What needs to be done
Please render every line of the entries below as a Markdown table with the columns Number and Line, numbering the rows in order and skipping blank lines. Leave the pictures out of the table.

##### Provided data

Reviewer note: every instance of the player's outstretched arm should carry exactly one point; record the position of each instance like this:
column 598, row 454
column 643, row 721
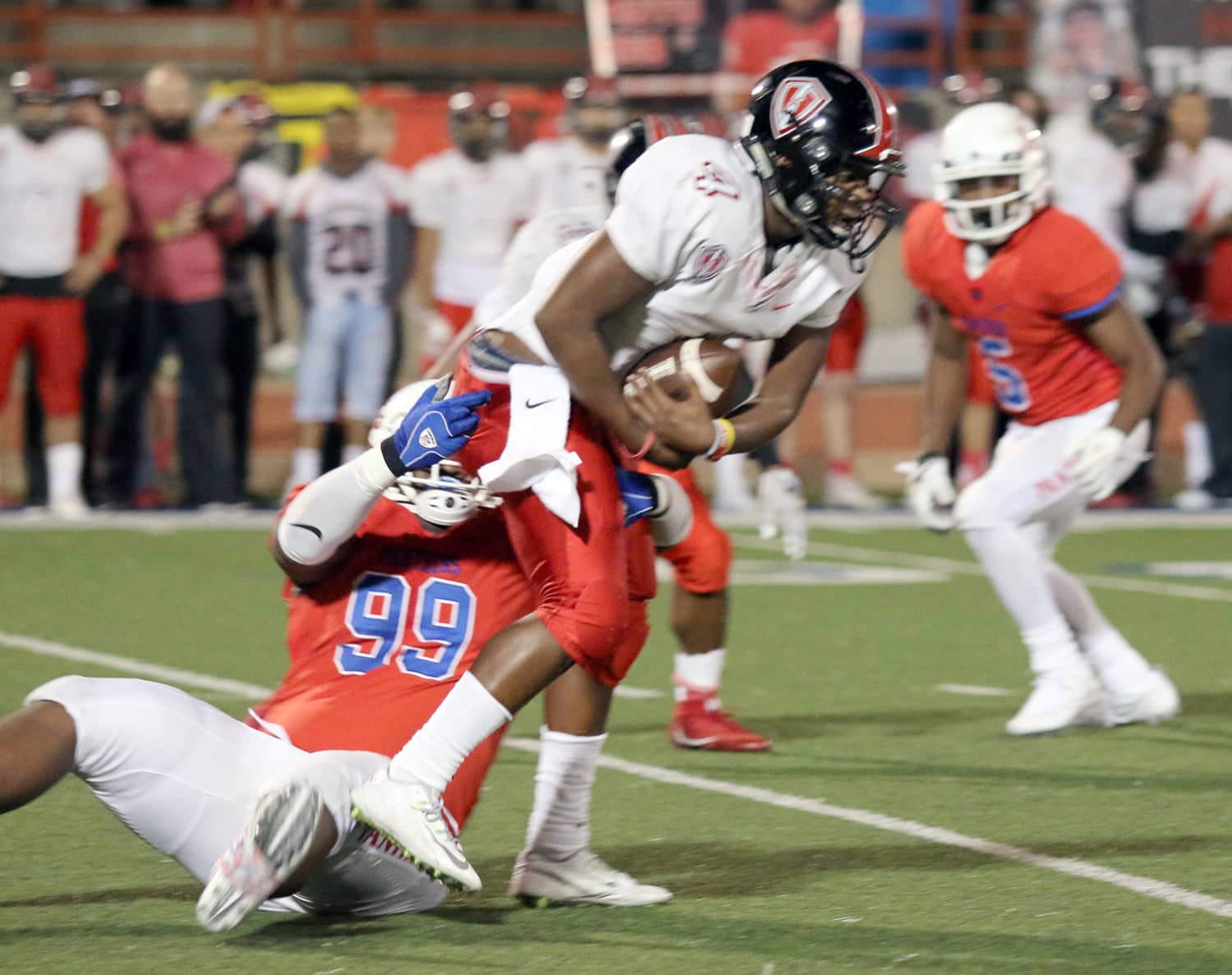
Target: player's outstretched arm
column 945, row 384
column 313, row 533
column 598, row 283
column 1094, row 458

##########

Final answer
| Number | Line |
|---|---|
| 1 | Reviewer note: every instance of the player's outstretched arm should carry exactly one point; record the position of each instance like this: |
| 2 | column 598, row 454 |
| 3 | column 643, row 721 |
| 4 | Target: player's outstretched arm |
| 5 | column 945, row 384 |
| 6 | column 313, row 533 |
| 7 | column 598, row 283 |
| 8 | column 1094, row 458 |